Input records:
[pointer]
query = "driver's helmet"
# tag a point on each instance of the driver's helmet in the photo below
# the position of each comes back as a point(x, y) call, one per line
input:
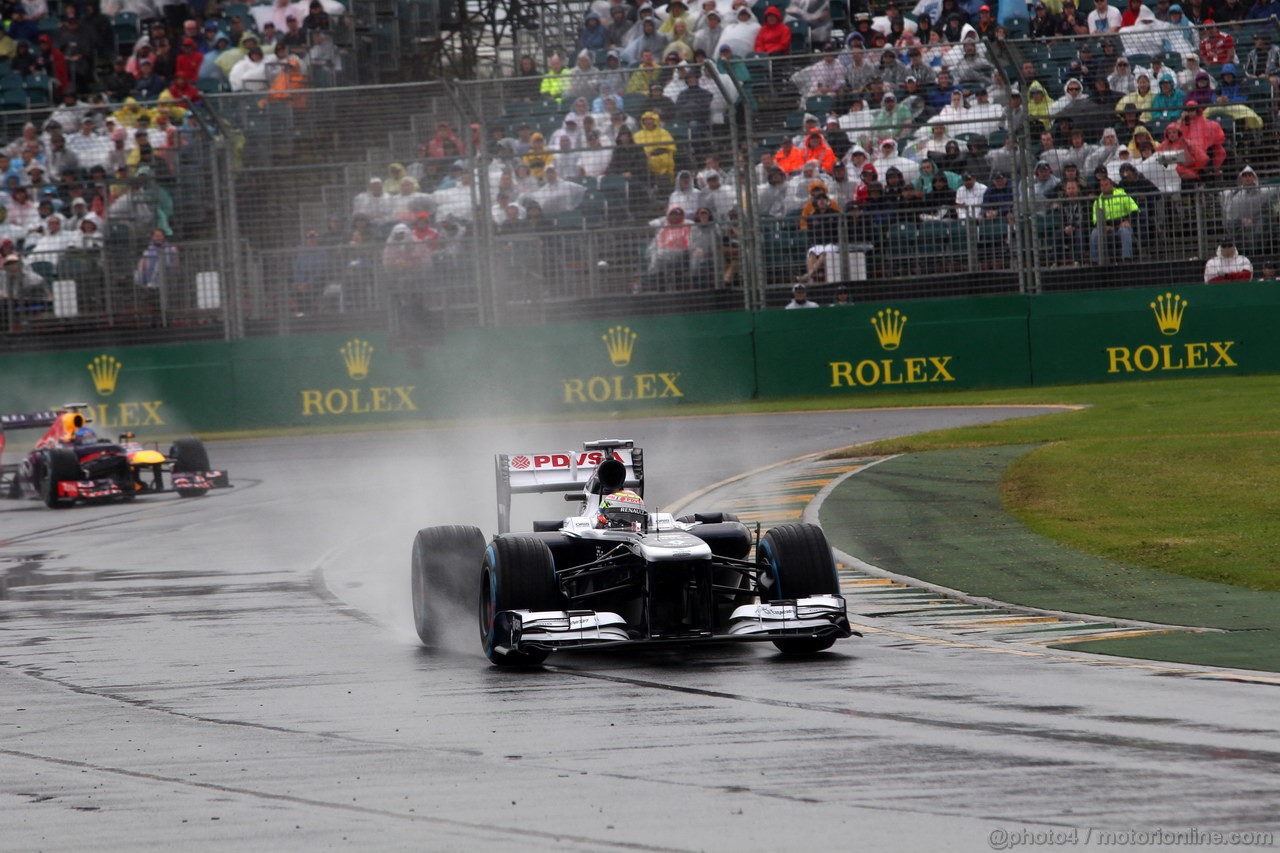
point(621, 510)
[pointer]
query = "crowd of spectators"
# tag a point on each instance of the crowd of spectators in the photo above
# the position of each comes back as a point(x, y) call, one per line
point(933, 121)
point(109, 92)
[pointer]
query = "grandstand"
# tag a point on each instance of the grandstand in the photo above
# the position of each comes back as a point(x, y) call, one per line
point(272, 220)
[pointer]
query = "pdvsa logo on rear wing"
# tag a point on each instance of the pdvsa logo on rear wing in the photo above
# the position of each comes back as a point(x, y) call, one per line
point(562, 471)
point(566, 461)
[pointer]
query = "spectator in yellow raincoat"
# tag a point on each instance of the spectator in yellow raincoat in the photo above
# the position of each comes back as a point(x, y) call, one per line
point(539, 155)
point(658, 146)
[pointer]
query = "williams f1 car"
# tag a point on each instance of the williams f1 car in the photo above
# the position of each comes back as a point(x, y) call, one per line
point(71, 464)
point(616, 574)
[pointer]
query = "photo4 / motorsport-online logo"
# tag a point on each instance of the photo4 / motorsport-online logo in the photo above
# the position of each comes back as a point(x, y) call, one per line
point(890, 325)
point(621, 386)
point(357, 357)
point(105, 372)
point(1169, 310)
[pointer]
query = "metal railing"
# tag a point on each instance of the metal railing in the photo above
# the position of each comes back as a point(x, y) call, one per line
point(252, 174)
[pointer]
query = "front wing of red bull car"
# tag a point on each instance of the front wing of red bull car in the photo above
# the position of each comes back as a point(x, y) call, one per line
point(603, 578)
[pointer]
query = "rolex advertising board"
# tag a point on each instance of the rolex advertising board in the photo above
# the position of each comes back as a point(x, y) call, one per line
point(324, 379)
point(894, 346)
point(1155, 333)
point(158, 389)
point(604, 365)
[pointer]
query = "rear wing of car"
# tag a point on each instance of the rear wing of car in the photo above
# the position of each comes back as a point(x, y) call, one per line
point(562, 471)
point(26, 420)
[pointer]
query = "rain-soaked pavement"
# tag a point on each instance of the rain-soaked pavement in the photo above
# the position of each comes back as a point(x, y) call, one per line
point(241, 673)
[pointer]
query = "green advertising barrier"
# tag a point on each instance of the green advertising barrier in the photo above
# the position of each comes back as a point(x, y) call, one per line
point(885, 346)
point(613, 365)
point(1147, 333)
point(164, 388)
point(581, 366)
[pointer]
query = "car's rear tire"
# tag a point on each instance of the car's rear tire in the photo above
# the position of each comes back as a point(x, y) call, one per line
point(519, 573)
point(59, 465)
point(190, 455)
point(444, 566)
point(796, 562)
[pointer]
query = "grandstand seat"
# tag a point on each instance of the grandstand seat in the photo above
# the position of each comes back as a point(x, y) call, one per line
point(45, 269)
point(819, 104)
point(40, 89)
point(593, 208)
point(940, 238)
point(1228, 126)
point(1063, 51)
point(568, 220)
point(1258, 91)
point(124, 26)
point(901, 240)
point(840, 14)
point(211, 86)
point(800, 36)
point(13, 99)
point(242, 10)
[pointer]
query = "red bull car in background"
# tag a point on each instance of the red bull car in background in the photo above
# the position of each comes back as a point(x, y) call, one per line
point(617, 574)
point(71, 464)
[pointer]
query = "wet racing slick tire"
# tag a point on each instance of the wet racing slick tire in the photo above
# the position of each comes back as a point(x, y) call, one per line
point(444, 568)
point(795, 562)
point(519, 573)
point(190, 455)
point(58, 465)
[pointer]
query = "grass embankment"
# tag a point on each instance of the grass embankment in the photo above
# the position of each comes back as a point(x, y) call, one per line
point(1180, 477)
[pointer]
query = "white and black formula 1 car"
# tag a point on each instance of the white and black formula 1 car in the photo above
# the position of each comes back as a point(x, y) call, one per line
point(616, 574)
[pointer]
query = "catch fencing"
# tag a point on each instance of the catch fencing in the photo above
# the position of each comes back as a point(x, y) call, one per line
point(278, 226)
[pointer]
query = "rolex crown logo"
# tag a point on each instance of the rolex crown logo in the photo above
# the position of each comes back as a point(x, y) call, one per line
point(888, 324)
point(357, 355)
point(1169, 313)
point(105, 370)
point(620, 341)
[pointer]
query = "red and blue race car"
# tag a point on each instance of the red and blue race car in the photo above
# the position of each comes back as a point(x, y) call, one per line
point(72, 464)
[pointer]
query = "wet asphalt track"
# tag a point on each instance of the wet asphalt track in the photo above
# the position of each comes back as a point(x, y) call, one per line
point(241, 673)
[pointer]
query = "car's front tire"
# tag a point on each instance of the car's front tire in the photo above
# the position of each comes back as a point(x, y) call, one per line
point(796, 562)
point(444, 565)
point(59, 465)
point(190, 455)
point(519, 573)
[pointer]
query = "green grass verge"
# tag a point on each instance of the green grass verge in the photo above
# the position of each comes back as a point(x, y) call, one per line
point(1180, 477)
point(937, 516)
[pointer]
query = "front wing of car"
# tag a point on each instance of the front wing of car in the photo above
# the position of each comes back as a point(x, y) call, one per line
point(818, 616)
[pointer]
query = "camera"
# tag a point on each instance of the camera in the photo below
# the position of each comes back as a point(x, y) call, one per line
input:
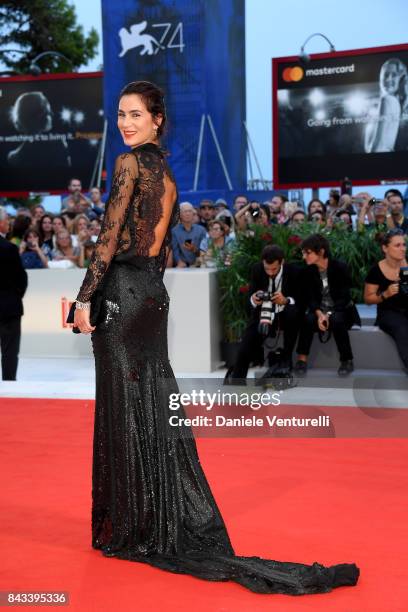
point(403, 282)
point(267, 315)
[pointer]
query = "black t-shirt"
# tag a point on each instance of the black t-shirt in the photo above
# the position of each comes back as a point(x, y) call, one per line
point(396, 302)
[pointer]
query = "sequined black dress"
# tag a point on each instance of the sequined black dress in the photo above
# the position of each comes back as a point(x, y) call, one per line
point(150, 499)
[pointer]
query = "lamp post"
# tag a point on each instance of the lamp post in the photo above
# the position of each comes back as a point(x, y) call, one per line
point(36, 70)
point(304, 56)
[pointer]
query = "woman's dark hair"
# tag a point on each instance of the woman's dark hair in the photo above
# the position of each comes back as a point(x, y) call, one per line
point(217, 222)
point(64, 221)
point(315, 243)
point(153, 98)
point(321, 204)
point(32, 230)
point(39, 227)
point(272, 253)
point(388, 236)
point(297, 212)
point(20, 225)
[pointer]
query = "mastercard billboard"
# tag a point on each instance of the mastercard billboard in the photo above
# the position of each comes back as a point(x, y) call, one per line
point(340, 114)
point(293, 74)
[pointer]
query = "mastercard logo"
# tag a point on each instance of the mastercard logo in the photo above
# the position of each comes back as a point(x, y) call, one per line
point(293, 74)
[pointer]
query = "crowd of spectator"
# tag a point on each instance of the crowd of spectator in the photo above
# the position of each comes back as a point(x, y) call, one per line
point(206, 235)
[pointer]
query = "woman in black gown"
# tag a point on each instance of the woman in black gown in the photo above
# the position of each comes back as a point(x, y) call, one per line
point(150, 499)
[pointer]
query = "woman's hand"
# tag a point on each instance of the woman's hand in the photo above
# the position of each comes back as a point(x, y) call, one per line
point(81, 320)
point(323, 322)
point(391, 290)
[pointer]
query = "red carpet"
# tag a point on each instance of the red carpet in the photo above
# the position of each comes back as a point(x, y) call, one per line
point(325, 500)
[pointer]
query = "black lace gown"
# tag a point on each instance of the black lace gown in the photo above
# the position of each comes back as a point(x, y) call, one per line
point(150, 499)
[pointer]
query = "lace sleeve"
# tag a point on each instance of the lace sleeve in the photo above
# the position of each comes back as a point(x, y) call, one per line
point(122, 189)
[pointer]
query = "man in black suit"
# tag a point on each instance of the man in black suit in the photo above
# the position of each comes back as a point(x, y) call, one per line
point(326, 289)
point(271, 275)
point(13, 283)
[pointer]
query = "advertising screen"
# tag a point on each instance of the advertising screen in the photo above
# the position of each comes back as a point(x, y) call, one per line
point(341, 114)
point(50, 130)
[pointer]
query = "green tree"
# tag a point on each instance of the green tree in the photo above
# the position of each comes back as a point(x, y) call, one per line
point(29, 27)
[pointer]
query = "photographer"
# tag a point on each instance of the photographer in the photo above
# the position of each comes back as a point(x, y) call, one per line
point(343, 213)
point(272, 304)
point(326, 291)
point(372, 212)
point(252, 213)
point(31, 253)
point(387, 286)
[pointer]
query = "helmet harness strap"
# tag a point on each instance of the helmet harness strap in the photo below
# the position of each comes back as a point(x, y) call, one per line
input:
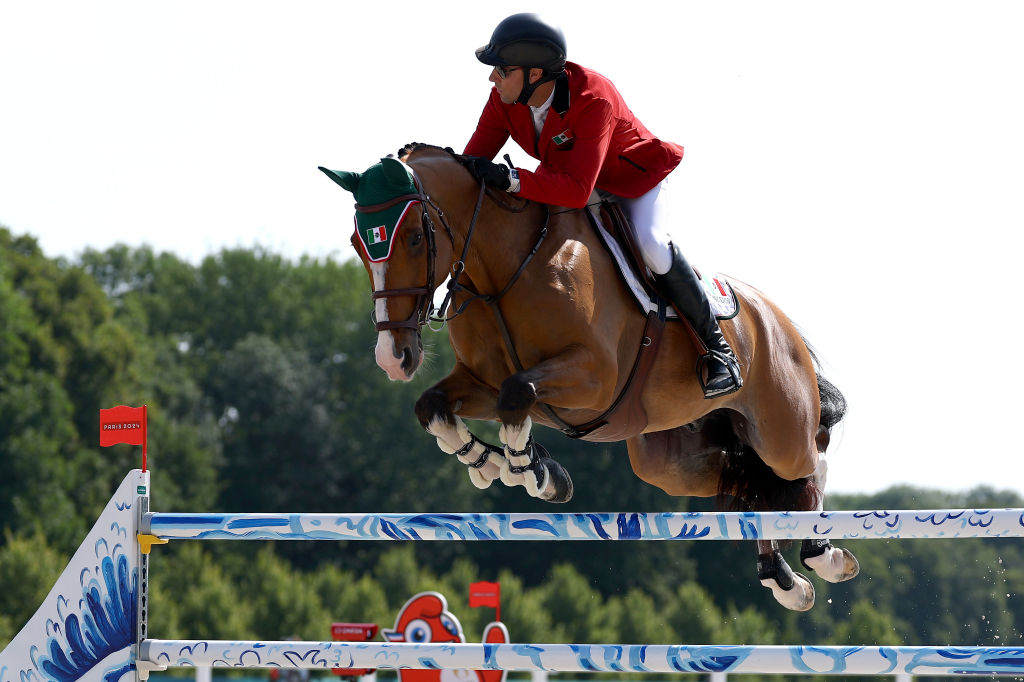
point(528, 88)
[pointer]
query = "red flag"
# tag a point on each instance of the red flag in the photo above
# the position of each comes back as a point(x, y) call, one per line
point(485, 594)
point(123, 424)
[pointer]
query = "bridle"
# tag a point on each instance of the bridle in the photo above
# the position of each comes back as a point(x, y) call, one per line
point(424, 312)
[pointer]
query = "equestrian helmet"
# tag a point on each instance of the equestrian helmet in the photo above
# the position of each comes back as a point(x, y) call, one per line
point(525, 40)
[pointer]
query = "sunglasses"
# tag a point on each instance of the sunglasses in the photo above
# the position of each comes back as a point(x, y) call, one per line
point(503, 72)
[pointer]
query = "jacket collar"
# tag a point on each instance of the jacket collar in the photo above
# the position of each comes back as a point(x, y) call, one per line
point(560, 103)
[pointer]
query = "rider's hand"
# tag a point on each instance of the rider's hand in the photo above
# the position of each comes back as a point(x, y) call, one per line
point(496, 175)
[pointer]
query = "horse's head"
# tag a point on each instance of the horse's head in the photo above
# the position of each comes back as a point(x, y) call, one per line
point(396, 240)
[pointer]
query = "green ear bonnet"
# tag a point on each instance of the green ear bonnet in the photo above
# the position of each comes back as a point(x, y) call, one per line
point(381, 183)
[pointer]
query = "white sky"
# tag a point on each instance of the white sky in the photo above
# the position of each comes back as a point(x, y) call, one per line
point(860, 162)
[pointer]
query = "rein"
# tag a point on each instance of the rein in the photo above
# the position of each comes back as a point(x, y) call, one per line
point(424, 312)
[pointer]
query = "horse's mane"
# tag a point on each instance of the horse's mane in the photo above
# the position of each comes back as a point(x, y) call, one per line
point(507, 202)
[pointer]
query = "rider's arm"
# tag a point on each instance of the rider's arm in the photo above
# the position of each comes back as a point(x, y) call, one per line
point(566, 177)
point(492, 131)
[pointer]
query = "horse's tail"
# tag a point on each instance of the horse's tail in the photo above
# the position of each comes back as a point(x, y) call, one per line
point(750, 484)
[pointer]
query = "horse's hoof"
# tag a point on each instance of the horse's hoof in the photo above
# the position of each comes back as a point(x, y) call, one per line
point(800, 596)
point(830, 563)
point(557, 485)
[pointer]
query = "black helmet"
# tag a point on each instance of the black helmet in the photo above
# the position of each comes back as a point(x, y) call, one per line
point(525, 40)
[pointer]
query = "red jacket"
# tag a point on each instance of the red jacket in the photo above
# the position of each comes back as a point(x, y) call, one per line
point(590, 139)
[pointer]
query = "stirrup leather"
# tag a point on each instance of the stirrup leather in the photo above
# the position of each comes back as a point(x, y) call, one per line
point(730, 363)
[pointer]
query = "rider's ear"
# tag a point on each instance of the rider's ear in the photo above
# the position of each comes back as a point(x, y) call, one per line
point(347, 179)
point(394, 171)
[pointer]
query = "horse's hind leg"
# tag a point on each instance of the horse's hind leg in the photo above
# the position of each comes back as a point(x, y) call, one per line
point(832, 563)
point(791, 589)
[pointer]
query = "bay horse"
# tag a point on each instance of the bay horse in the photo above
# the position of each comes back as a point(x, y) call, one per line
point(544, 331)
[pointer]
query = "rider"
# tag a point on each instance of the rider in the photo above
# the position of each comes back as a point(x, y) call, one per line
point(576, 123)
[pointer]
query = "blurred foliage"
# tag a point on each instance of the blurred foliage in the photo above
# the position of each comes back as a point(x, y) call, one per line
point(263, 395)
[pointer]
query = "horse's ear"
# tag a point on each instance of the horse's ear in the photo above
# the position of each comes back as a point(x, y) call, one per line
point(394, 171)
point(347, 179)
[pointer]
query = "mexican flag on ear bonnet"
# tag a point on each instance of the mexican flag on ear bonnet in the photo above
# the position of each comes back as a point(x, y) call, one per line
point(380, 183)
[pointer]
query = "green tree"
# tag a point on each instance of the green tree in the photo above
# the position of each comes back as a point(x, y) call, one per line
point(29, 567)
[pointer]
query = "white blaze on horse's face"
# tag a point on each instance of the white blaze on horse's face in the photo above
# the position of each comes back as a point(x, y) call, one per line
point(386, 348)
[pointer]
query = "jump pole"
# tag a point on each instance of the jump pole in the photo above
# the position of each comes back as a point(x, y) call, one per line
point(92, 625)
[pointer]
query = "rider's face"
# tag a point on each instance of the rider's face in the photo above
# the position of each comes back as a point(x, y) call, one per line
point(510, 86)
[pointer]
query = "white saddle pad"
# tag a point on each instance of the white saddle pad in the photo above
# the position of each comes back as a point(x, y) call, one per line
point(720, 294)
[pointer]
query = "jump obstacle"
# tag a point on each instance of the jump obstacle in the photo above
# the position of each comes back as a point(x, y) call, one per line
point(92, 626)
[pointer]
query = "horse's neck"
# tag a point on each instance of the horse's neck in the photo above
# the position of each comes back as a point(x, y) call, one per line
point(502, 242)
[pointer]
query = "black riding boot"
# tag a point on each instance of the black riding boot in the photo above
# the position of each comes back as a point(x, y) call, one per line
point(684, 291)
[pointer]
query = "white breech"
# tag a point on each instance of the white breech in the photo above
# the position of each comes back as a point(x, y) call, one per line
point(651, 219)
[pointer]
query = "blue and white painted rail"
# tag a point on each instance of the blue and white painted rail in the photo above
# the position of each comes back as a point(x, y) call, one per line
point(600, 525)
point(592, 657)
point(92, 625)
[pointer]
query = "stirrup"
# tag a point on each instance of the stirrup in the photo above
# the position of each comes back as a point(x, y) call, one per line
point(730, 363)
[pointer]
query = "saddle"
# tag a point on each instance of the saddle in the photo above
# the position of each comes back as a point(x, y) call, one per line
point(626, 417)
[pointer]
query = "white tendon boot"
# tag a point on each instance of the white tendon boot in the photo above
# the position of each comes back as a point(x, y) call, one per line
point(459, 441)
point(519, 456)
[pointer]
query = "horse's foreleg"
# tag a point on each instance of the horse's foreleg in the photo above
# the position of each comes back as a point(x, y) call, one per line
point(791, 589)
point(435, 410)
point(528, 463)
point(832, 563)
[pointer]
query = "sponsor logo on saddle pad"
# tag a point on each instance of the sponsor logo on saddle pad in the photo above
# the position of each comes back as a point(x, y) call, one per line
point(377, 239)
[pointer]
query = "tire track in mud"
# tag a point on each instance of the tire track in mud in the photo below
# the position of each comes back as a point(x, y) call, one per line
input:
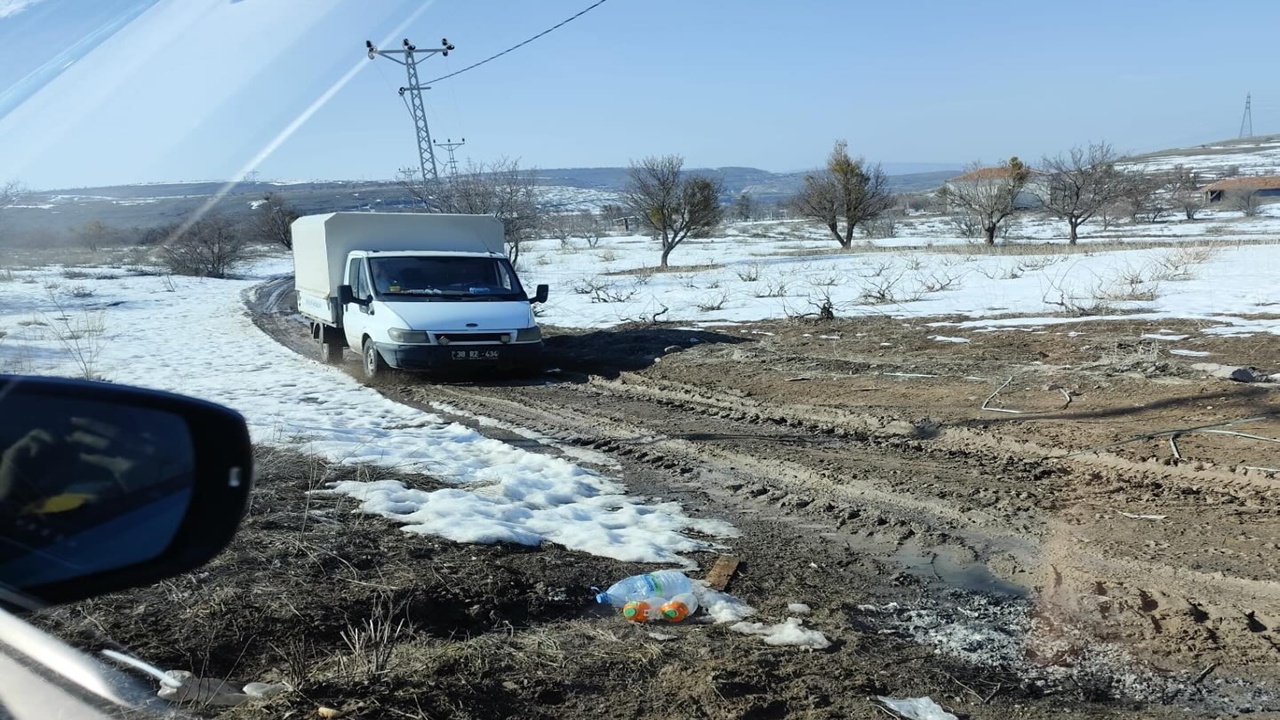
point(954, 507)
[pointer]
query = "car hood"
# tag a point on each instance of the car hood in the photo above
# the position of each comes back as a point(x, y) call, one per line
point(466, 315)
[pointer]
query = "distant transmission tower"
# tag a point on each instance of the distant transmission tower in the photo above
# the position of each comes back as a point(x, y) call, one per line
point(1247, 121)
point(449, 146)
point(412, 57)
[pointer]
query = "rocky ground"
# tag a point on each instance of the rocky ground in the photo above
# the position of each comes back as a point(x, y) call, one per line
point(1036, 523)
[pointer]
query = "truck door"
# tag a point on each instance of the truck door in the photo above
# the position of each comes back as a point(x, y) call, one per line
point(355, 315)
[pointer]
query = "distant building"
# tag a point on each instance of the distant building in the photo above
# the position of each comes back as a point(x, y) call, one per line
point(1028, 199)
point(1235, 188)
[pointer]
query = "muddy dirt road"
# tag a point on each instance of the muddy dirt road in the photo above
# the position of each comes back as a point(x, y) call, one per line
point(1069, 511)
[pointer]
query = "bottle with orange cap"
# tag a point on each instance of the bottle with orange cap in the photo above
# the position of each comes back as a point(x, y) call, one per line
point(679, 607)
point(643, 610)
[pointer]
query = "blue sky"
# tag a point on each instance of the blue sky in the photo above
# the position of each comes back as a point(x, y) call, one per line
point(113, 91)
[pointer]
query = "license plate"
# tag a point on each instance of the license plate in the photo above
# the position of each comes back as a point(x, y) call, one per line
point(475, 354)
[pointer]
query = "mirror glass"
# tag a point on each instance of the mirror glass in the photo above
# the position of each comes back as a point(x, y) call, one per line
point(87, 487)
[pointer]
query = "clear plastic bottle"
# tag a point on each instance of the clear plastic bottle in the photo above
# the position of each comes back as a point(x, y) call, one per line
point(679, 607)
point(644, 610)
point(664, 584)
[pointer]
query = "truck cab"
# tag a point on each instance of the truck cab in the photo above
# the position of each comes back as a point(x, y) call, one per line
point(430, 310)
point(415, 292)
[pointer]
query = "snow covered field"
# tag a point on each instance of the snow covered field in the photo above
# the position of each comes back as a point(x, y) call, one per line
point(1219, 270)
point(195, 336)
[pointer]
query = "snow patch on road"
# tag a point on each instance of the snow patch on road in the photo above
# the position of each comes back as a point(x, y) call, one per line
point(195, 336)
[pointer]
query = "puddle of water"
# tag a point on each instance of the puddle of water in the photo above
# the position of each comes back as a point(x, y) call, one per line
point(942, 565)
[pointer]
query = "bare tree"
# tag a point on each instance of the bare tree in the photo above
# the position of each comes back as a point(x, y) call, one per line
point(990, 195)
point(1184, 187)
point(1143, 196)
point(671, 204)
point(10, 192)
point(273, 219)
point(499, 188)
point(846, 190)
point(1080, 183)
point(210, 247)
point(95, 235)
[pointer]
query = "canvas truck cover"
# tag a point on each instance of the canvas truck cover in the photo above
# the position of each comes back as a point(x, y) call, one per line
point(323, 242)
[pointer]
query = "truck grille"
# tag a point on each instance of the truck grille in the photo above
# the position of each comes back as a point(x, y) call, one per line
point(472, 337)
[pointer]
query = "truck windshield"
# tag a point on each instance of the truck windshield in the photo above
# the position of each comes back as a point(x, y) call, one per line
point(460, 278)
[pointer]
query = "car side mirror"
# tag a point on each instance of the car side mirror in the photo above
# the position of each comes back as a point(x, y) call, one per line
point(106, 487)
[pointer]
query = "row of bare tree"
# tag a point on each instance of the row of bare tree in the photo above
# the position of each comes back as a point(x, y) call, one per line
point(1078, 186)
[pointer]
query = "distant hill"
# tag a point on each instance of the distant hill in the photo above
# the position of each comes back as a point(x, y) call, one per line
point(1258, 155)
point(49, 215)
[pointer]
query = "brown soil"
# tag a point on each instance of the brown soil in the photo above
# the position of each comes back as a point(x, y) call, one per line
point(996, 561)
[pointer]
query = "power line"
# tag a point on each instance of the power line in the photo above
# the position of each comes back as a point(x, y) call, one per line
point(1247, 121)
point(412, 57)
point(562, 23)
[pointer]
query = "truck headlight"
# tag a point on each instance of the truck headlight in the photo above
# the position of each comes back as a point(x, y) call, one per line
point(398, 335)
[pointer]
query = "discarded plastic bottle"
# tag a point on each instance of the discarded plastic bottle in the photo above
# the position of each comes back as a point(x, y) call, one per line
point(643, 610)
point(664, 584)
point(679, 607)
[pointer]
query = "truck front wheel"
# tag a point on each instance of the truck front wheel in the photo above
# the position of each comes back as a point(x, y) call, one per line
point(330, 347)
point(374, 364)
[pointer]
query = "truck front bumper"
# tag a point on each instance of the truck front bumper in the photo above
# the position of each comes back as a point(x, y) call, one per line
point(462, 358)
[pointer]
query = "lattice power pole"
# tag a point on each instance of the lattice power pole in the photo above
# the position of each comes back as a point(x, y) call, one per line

Instructions to follow: Copy word for word the stretch of entries above from the line that has "# tag a point on each instance of the truck door" through the line that has "# tag a point on each instance of the bottle", both ends included, and nothing outside it.

Task solution:
# tag a point on each instance of the truck door in the photo above
# the position of each comes back as a point(x, y) call, one per line
point(355, 315)
[pointer]
query = "distant building"
# tag a point on each instance of the distant building in the photo above
# the position of each comes back as a point(x, y) call, one per line
point(1028, 199)
point(1235, 188)
[pointer]
query = "muddy dirt road"
# tag a point on each instance of the muddy dirt road in the photo above
# the position of each comes back as a point(x, y) call, one per line
point(1069, 511)
[pointer]
query = "bottle with orange cap"
# tag a point on each instance of the bottle with orange cap in the photo above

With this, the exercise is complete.